**Exercise instructions:** Copy out the data from the line with "[Batch spec] Target class: dirt" to the line with "[[122, 647, 674, 1024]]", swapping "dirt trail" for "dirt path" and leaving everything else unchanged.

**Stored records:**
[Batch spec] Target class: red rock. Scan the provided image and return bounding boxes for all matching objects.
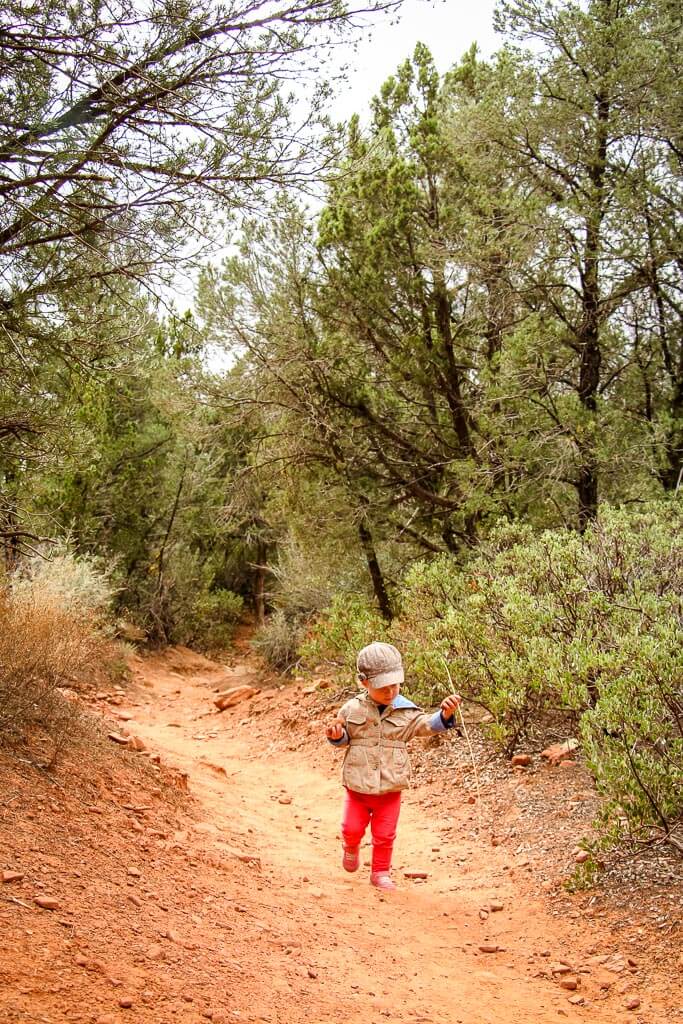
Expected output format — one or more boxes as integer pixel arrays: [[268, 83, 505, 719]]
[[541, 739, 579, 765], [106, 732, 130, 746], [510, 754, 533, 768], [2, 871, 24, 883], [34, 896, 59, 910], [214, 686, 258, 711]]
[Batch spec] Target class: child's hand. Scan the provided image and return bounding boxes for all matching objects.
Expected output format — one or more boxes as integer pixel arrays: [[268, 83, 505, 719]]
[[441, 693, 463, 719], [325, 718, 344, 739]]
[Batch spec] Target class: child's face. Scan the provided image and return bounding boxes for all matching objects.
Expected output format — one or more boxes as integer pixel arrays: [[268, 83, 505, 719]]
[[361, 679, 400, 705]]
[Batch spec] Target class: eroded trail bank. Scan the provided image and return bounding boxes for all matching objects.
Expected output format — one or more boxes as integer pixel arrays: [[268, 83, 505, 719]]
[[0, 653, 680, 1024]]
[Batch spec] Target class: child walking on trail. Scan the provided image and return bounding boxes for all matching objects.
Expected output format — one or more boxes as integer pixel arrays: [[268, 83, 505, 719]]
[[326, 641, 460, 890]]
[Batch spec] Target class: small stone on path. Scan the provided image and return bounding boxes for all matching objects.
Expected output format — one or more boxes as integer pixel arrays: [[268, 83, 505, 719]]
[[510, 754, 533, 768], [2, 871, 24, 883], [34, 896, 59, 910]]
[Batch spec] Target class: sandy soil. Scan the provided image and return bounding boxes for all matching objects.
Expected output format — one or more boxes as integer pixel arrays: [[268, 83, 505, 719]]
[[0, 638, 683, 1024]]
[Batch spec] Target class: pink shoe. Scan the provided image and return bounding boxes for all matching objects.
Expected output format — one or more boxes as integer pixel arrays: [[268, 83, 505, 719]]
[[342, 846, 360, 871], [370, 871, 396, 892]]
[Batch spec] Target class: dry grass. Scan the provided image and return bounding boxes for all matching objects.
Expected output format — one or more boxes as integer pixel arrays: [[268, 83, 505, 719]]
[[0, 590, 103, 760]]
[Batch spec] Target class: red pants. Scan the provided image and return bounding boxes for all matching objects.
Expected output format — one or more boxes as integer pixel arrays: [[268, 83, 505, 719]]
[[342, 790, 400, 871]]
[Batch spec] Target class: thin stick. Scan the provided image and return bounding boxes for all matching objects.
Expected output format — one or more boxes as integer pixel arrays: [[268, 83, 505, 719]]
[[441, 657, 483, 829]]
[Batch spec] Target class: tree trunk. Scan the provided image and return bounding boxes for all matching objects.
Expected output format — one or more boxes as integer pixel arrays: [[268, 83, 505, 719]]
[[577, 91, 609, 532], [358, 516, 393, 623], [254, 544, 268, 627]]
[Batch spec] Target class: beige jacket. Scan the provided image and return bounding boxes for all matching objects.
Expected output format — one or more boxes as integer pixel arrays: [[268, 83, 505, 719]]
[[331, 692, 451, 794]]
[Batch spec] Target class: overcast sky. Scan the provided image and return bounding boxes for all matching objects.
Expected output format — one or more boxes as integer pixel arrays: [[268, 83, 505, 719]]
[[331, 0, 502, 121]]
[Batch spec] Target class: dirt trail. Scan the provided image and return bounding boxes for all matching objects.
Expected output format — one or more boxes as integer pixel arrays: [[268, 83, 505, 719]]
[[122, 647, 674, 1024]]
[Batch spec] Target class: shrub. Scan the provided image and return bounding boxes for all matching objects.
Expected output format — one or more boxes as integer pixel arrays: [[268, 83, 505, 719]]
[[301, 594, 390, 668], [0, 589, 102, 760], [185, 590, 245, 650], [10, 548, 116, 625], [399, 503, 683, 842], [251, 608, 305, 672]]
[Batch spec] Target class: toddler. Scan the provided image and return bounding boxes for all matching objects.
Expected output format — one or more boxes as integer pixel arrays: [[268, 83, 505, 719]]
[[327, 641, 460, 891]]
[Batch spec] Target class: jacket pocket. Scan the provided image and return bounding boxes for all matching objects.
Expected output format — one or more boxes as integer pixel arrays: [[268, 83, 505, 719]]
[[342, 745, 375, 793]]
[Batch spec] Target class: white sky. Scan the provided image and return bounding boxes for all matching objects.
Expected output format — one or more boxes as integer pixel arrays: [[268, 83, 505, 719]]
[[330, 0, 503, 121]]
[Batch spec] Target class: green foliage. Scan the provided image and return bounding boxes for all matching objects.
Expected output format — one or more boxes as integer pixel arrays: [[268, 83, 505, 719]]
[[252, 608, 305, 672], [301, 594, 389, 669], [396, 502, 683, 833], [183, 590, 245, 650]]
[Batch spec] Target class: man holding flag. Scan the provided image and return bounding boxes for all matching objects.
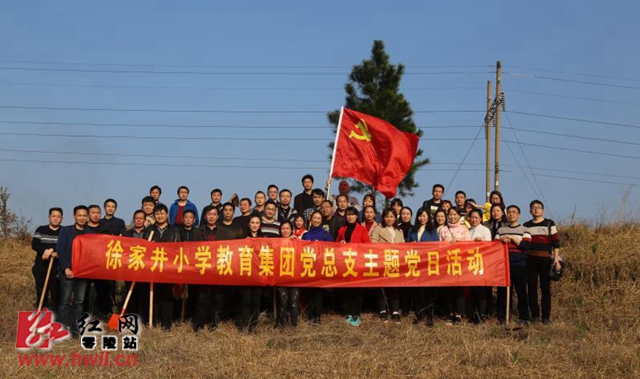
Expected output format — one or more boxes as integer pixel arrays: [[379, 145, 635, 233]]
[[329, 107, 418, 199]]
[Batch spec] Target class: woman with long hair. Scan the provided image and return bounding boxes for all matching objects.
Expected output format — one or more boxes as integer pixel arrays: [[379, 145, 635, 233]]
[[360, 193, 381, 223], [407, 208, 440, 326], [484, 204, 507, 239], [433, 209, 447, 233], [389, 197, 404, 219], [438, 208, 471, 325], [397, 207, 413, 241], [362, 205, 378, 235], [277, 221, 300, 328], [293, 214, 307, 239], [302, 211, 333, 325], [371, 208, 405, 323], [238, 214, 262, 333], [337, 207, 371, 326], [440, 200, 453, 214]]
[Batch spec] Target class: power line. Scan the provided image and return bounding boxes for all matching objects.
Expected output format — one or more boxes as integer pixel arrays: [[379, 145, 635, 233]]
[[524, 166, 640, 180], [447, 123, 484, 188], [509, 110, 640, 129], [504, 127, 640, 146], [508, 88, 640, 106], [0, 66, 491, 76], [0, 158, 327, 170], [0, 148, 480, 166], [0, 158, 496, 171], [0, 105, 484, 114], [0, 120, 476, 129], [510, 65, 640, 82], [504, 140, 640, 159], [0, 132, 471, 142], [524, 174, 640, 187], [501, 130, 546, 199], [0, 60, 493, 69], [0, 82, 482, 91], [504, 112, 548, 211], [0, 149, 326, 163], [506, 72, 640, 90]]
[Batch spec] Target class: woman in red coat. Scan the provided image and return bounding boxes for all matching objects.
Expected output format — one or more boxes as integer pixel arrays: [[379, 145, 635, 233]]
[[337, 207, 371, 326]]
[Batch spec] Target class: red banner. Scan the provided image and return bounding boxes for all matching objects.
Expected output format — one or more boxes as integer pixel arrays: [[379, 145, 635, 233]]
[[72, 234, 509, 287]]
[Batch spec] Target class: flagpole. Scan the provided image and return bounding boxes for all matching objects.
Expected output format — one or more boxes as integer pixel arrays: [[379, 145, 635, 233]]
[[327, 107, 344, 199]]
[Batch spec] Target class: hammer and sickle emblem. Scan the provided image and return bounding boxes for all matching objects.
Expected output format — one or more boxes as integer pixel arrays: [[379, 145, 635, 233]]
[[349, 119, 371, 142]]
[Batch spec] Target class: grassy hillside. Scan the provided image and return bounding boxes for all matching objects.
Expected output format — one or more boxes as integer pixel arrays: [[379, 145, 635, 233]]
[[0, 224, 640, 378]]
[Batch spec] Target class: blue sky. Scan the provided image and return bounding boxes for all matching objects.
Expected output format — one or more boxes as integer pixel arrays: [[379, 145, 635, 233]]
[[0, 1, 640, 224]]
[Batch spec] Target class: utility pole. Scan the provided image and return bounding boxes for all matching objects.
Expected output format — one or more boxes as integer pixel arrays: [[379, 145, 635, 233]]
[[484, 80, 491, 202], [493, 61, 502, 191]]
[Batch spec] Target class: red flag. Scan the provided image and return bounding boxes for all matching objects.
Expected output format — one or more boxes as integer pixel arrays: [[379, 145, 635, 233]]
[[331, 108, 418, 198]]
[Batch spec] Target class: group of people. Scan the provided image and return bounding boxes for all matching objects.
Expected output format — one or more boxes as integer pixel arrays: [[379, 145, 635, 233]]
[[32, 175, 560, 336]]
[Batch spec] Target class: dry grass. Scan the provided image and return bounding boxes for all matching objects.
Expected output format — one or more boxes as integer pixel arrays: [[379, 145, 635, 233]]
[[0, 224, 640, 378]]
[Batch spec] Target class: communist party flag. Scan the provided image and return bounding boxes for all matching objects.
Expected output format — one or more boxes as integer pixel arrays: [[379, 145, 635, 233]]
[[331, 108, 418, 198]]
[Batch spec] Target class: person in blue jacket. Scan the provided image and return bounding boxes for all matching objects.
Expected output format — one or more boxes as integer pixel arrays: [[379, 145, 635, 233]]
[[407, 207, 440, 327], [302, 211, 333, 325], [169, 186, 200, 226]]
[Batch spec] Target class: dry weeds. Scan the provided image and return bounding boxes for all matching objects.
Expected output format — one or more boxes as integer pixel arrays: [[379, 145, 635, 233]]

**Solved problem:**
[Batch spec] Target class: dirt path. Scan the provided image and return bounding boxes for all matching objects.
Expected output format — one or more boxes as integer pixel arrays: [[268, 83, 505, 719]]
[[122, 647, 674, 1024]]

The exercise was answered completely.